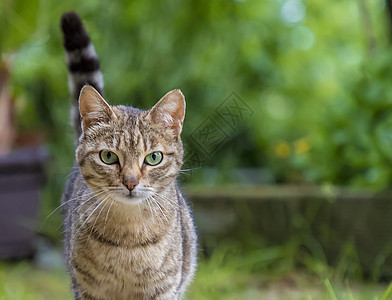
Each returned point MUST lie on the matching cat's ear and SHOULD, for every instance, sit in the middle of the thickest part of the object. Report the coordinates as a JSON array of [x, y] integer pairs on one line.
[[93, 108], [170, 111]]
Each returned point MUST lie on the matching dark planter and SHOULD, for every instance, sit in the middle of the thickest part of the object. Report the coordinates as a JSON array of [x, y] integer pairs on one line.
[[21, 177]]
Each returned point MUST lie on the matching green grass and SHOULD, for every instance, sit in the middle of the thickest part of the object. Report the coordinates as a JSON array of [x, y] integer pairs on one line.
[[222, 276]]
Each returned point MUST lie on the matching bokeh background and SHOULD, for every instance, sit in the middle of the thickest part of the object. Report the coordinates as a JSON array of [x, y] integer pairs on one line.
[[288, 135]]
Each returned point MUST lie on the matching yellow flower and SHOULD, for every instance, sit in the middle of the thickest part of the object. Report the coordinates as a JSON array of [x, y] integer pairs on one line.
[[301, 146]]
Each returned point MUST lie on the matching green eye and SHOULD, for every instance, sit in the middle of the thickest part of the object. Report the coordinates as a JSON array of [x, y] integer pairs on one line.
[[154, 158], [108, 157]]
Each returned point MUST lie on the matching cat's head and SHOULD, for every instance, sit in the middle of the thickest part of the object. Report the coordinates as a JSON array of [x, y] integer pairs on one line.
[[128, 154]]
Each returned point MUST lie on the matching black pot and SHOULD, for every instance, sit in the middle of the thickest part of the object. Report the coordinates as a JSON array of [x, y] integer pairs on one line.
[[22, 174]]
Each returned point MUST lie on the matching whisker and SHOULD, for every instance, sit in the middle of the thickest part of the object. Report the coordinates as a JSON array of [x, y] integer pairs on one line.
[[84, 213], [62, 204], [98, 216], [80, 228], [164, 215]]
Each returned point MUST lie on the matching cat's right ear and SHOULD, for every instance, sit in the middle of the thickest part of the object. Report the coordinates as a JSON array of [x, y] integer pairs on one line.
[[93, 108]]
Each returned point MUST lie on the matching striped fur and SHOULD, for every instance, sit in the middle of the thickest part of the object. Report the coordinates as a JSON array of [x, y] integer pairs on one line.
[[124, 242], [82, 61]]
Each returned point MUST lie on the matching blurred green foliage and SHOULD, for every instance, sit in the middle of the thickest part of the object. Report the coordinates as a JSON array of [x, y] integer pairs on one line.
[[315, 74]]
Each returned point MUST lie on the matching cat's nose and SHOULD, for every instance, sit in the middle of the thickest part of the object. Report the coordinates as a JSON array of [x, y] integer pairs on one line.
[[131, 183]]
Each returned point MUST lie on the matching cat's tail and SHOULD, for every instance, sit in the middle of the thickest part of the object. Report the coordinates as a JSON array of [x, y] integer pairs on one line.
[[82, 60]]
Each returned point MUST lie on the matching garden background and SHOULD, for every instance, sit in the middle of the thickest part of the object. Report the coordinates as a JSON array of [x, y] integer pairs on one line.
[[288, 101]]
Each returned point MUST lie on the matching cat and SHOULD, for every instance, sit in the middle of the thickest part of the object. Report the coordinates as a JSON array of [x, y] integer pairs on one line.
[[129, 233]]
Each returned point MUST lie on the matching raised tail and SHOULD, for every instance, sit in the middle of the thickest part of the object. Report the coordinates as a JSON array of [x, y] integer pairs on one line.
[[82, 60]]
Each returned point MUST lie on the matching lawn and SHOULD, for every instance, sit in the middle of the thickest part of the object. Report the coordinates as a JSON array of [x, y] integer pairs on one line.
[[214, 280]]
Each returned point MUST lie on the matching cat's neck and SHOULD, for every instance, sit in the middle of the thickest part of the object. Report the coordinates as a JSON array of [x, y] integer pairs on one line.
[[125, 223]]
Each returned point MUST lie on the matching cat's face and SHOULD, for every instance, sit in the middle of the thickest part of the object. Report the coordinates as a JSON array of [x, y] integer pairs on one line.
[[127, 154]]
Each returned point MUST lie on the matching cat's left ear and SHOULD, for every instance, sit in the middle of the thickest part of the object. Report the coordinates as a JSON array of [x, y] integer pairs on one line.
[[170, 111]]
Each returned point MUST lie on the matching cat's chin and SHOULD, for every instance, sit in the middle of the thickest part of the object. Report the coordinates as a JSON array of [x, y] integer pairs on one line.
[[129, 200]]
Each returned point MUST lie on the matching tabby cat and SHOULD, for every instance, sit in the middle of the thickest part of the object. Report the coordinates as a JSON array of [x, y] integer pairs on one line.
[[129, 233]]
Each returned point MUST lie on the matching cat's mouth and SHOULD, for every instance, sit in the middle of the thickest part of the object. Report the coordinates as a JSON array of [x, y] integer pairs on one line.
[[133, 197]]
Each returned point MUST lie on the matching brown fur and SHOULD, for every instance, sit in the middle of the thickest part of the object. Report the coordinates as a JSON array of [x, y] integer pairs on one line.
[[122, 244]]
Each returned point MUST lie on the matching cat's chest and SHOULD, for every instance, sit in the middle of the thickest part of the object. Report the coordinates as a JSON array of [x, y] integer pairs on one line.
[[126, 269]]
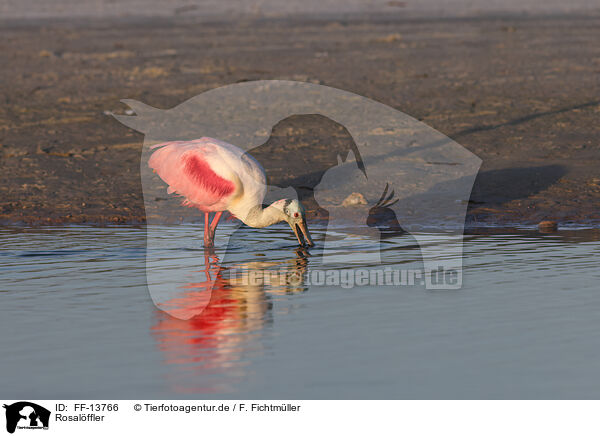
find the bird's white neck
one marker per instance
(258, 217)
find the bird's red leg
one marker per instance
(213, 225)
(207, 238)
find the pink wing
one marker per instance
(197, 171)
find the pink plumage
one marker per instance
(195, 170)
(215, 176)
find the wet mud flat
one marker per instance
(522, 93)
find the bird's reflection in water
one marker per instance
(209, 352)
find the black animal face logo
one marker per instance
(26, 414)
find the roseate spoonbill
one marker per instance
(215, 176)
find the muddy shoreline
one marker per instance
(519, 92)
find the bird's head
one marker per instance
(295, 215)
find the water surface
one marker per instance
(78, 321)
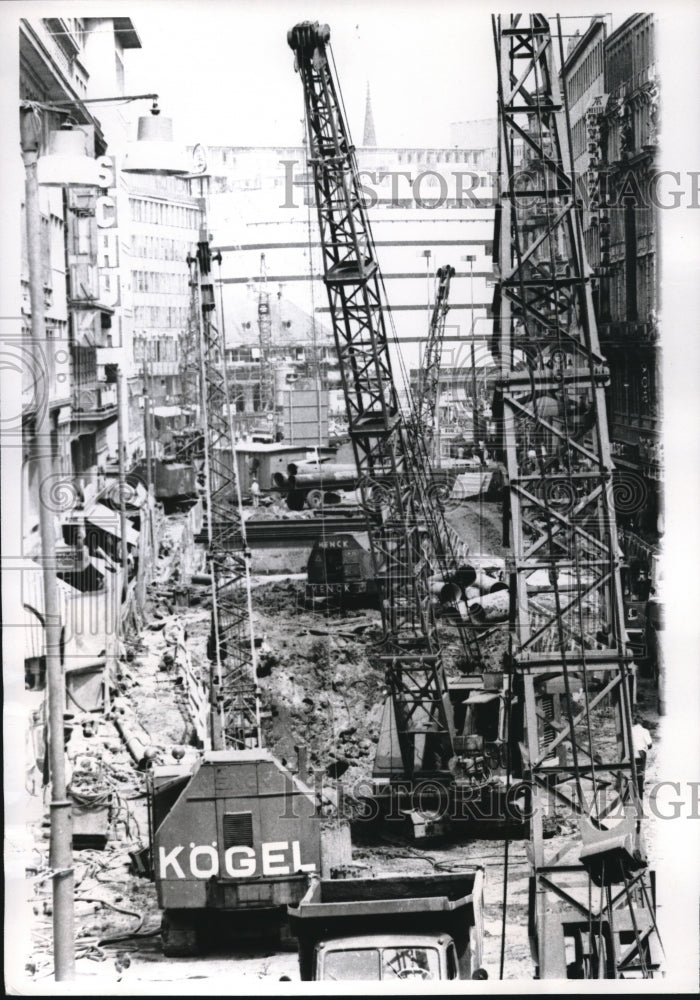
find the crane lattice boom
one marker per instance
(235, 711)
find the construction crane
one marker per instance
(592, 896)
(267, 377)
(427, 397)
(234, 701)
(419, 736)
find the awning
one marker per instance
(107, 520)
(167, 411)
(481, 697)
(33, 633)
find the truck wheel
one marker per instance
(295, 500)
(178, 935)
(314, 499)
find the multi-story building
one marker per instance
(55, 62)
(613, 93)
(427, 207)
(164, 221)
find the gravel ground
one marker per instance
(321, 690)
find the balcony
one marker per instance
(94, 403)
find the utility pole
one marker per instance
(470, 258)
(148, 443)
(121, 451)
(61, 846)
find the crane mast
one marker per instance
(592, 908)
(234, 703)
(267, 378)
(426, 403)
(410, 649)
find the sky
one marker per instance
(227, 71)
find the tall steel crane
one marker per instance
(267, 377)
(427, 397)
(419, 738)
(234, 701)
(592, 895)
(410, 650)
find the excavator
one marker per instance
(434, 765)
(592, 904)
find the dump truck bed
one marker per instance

============================================================

Task:
Report the lines above that contain "crane".

Result for this exercise:
find the crane lattice boom
find the construction crane
find the crane mast
find the tall steel crane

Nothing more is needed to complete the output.